Instructions to follow – Convert the data below into a JSON list of strings, one string for each line, skipping any blank lines.

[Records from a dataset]
▬▬▬▬▬▬
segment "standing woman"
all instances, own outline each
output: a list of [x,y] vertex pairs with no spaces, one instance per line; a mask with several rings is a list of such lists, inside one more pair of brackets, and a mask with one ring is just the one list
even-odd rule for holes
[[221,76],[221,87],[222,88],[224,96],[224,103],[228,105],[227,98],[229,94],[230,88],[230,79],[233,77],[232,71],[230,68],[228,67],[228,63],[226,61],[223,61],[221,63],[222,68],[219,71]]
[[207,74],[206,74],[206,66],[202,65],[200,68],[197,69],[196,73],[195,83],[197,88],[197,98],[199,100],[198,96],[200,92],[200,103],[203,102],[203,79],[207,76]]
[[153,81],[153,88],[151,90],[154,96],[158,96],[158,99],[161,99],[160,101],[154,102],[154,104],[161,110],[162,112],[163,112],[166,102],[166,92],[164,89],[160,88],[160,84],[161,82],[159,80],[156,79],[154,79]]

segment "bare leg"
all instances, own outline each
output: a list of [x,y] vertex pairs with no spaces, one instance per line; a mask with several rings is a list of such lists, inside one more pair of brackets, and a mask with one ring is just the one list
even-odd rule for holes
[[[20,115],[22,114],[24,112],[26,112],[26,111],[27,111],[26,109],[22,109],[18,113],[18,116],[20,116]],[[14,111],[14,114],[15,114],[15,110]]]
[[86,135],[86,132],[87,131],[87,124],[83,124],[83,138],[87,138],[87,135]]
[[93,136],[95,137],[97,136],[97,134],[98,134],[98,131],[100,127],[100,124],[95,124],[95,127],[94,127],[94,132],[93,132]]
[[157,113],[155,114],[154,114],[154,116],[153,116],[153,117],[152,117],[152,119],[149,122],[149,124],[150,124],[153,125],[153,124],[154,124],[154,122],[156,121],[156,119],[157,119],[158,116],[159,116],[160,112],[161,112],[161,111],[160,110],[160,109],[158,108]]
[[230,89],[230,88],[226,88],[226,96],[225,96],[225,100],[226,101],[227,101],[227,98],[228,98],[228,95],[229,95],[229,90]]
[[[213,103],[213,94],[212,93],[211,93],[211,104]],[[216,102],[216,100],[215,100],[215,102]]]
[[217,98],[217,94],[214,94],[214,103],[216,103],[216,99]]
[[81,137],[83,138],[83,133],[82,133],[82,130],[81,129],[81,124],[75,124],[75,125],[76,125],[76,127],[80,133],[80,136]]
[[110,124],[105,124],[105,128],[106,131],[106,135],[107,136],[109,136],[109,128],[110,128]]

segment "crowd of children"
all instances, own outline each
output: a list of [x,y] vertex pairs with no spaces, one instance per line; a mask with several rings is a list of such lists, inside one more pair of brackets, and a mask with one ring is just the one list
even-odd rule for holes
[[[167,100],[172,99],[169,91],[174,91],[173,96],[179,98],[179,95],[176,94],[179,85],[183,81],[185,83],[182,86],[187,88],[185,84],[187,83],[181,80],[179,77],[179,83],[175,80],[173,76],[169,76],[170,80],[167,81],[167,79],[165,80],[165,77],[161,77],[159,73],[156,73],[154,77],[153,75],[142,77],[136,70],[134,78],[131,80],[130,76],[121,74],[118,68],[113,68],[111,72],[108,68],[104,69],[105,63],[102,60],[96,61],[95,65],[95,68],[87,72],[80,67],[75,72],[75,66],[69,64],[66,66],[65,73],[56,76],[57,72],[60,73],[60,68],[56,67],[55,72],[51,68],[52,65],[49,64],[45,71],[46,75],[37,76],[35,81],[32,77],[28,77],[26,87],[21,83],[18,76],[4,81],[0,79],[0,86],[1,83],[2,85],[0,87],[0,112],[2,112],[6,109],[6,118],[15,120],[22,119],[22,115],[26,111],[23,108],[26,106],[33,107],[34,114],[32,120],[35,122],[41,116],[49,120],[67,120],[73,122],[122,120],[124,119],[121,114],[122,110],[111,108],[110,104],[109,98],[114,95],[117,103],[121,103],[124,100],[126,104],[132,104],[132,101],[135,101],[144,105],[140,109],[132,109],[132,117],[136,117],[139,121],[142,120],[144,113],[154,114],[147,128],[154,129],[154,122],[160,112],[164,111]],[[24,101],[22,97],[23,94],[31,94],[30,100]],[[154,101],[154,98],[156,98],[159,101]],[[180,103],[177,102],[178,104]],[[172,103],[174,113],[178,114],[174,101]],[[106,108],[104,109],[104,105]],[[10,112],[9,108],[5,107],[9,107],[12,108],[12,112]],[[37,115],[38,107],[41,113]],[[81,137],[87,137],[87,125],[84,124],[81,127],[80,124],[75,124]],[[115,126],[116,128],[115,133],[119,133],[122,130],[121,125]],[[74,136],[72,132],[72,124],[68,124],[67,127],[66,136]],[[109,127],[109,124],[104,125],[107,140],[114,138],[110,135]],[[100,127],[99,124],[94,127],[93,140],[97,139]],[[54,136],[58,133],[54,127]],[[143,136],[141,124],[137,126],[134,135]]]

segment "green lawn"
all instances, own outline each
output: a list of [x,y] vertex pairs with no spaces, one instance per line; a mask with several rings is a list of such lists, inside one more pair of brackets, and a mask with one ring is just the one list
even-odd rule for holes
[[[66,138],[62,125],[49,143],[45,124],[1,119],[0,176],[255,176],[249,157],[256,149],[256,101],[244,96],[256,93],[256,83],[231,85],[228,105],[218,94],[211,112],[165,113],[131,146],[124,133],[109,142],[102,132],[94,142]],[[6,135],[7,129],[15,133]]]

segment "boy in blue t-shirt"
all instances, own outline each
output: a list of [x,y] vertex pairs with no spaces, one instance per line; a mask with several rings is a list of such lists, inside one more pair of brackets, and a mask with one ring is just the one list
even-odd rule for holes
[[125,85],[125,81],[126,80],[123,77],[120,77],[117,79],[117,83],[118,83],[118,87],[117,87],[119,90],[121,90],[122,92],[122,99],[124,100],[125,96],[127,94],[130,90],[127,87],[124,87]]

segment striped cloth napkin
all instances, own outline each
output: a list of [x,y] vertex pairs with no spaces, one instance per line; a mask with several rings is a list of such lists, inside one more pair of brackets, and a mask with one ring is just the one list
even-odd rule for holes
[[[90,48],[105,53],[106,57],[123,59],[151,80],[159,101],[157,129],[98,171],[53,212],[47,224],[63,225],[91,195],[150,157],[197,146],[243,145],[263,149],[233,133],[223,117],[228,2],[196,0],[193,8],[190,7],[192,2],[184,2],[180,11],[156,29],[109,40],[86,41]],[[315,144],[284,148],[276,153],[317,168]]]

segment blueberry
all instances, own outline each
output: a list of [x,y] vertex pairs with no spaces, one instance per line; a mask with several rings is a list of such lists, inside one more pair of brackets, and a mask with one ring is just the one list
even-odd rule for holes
▬▬▬▬▬▬
Solution –
[
  "segment \"standing woman\"",
  "all instances, own outline each",
  "output: a list of [x,y] vertex pairs with no spaces, one instance per line; a mask with several rings is a list of such lists, inside one more pair of brackets, and a mask with one ring is just the one list",
  "even-odd rule for holes",
  "[[221,76],[221,87],[222,88],[224,96],[224,103],[228,105],[227,98],[229,94],[230,88],[230,79],[233,77],[232,71],[230,68],[228,67],[228,63],[226,61],[223,61],[221,63],[222,68],[219,71]]",
  "[[207,74],[206,74],[206,66],[202,65],[200,68],[197,69],[196,73],[195,83],[197,88],[197,98],[199,100],[198,96],[200,92],[200,103],[203,102],[203,79],[207,76]]",
  "[[153,81],[153,88],[151,90],[154,96],[158,96],[158,99],[161,99],[160,101],[154,102],[154,104],[161,110],[162,112],[163,112],[166,102],[166,92],[164,89],[160,88],[160,84],[161,82],[159,80],[156,79],[154,79]]",
  "segment \"bare leg\"",
  "all instances, own outline each",
  "output: a list of [x,y] vertex pairs with no spaces, one instance per line; a mask with several rings is a list of such lists, inside one more pair of brackets, and a mask with one ring is just the one list",
  "even-odd rule for holes",
  "[[[20,115],[22,114],[24,112],[26,112],[26,111],[27,111],[26,109],[22,109],[18,113],[18,116],[20,116]],[[14,111],[14,114],[15,114],[15,110]]]",
  "[[86,135],[86,132],[87,131],[87,124],[83,124],[83,138],[87,138],[87,135]]",
  "[[93,136],[95,137],[97,136],[97,134],[98,134],[98,131],[100,127],[100,124],[95,124],[95,127],[94,127],[94,132],[93,132]]",
  "[[157,113],[155,114],[154,114],[154,116],[153,116],[153,117],[152,117],[152,119],[149,122],[149,124],[150,124],[153,125],[153,124],[154,124],[154,122],[156,121],[156,119],[157,119],[158,116],[159,116],[160,112],[161,112],[161,111],[160,110],[160,109],[158,108]]",
  "[[230,89],[230,88],[226,88],[226,96],[225,96],[225,100],[226,101],[227,101],[227,98],[228,98],[228,95],[229,95],[229,90]]",
  "[[[213,103],[213,94],[212,93],[211,93],[211,104]],[[216,102],[216,100],[215,100],[215,102]]]",
  "[[217,98],[217,94],[214,94],[214,103],[216,103],[216,99]]",
  "[[81,137],[83,138],[83,133],[82,133],[82,130],[81,129],[81,124],[75,124],[75,125],[76,125],[76,127],[80,133],[80,136]]",
  "[[110,124],[105,124],[105,128],[106,131],[106,135],[107,136],[109,136],[109,128],[110,128]]",
  "segment \"crowd of children\"",
  "all instances, own outline each",
  "output: a list of [x,y] vertex pairs with no spaces, one instance per line; a mask with several rings is a list of such lists, inside one more pair of brackets, and a mask with one ring is just the one list",
  "even-odd rule for holes",
  "[[[167,100],[172,99],[169,91],[174,91],[173,96],[179,98],[179,95],[176,94],[179,85],[183,81],[185,83],[182,86],[187,88],[185,84],[187,83],[181,80],[179,77],[179,83],[175,80],[173,76],[169,76],[170,80],[167,81],[167,79],[165,80],[165,77],[161,77],[159,73],[156,73],[154,77],[153,75],[142,77],[136,70],[134,78],[131,80],[130,76],[121,74],[118,68],[113,68],[111,72],[108,68],[104,69],[105,63],[102,60],[96,61],[95,65],[95,68],[87,72],[80,67],[75,72],[75,66],[69,64],[66,66],[65,73],[56,76],[57,72],[60,73],[60,68],[56,67],[55,72],[51,68],[52,65],[49,64],[45,71],[46,75],[37,76],[35,81],[32,77],[28,77],[26,87],[21,83],[18,76],[4,81],[0,79],[0,86],[1,83],[2,85],[0,87],[0,112],[2,112],[6,109],[6,118],[15,120],[22,119],[22,115],[26,111],[23,108],[26,106],[33,107],[34,114],[32,120],[35,122],[41,116],[49,120],[67,120],[73,122],[122,120],[124,119],[121,114],[122,110],[111,108],[110,104],[109,98],[114,95],[117,103],[121,103],[124,100],[126,104],[132,104],[132,101],[135,101],[144,105],[140,109],[132,109],[132,117],[136,117],[139,121],[142,120],[144,113],[154,114],[147,128],[154,129],[154,122],[160,112],[164,111]],[[24,101],[22,97],[23,94],[31,94],[30,100]],[[154,101],[154,98],[156,98],[159,101]],[[180,103],[177,102],[178,104]],[[172,103],[174,113],[178,114],[174,101]],[[106,108],[104,109],[104,105]],[[10,112],[9,108],[5,107],[9,107],[12,108],[12,112]],[[37,115],[38,107],[41,113]],[[81,137],[87,137],[87,125],[84,124],[81,127],[80,124],[75,124]],[[115,126],[116,128],[115,133],[119,133],[122,130],[121,125]],[[74,136],[72,132],[72,124],[68,124],[67,127],[66,136]],[[109,127],[109,124],[104,125],[107,140],[114,138],[110,135]],[[100,127],[99,124],[94,127],[93,140],[97,139]],[[54,136],[58,133],[54,127]],[[143,136],[141,124],[137,126],[134,135]]]",
  "segment \"green lawn\"",
  "all instances, own outline each",
  "output: a list of [x,y] vertex pairs with no spaces, one instance per line; a mask with several rings is a list of such lists, inside one more pair of brackets, and a mask with one ring is just the one list",
  "even-odd rule for holes",
  "[[[66,138],[62,125],[49,143],[45,124],[1,119],[0,176],[255,176],[249,157],[256,149],[256,101],[244,96],[256,93],[256,83],[231,85],[228,105],[218,94],[211,112],[165,113],[131,146],[124,133],[109,142],[102,132],[94,142]],[[6,135],[7,129],[15,133]]]",
  "segment \"boy in blue t-shirt\"",
  "all instances, own outline each",
  "output: a list of [x,y] vertex pairs with no spaces, one instance per line; a mask with several rings is a list of such lists, inside one more pair of brackets, and a mask with one ring is just the one list",
  "even-odd rule for holes",
  "[[125,85],[125,81],[126,80],[123,77],[120,77],[117,79],[117,83],[118,83],[118,87],[117,87],[119,90],[121,90],[122,92],[122,99],[124,100],[125,96],[127,94],[130,90],[127,87],[124,87]]",
  "segment striped cloth napkin",
  "all instances, own outline each",
  "output: a list of [x,y] vertex pairs with no spaces, one instance per line; a mask with several rings is a list of such lists, inside one more pair of brackets, and a mask with one ring is just the one list",
  "even-odd rule for holes",
  "[[[90,48],[105,53],[106,57],[123,59],[151,80],[159,101],[157,129],[98,171],[53,212],[47,224],[63,225],[91,195],[150,157],[197,146],[243,145],[263,149],[233,133],[223,117],[228,2],[196,0],[193,8],[190,7],[192,2],[184,2],[180,11],[156,29],[109,40],[86,41]],[[315,144],[284,148],[276,153],[317,168]]]",
  "segment blueberry",
  "all instances, own outline each",
  "output: a list of [x,y] vertex pairs with no spaces, one instance per line; a mask with several rings is a list of such lists, inside one more pair of brackets, and a mask with one ring is just the one list",
  "even-odd rule for holes"
]